• _DATA FOR THIS TASK_

↓

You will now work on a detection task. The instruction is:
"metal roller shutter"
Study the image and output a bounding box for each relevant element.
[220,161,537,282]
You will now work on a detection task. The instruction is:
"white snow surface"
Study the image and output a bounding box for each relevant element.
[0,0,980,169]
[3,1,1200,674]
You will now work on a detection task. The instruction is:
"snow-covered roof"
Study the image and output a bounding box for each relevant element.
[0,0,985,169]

↑
↓

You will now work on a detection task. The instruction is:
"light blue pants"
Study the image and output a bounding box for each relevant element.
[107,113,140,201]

↑
↓

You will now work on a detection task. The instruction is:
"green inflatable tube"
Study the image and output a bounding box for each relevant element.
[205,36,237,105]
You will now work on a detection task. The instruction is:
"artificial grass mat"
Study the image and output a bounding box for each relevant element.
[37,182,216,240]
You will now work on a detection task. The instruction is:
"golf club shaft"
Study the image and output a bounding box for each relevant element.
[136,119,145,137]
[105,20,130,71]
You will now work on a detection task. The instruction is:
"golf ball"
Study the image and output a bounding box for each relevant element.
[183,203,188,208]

↑

• _TASK GOAL_
Copy down every line of the entries containing the word "snow".

• _PROBLEM SOLUTION_
"white snow surface"
"snow-covered roof"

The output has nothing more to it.